### What you should do
Start with the first line of the material. Repeat each line exactly through the one that contains "point: one pixel per instance, each like <point>196,8</point>.".

### Records provided
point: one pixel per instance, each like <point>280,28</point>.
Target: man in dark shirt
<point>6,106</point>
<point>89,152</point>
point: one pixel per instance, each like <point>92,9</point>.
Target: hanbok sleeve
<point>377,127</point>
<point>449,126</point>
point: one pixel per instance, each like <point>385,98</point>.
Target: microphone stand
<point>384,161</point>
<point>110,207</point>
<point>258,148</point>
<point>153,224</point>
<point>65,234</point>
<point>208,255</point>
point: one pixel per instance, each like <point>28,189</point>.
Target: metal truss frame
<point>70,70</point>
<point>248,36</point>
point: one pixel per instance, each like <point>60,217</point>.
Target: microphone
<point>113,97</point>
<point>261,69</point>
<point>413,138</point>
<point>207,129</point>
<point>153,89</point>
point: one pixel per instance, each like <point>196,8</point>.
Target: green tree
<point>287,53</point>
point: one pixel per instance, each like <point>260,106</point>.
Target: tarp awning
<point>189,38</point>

### Response below
point: one pixel per instance, each like <point>280,28</point>.
Target: man in dark shirt
<point>6,106</point>
<point>89,152</point>
point: one pixel per instance, each like <point>92,9</point>.
Target: hanbok sleeve
<point>377,127</point>
<point>449,126</point>
point: one pixel per instance, each like <point>385,98</point>.
Target: microphone stand
<point>384,161</point>
<point>110,207</point>
<point>258,148</point>
<point>153,224</point>
<point>65,234</point>
<point>208,255</point>
point: one pixel per instance, each like <point>28,189</point>.
Target: metal truss frame
<point>70,70</point>
<point>248,36</point>
point: one pixel per instance, each like <point>60,217</point>.
Target: microphone
<point>113,97</point>
<point>261,69</point>
<point>413,138</point>
<point>207,129</point>
<point>153,89</point>
point: one pixel per instance, each like <point>196,8</point>.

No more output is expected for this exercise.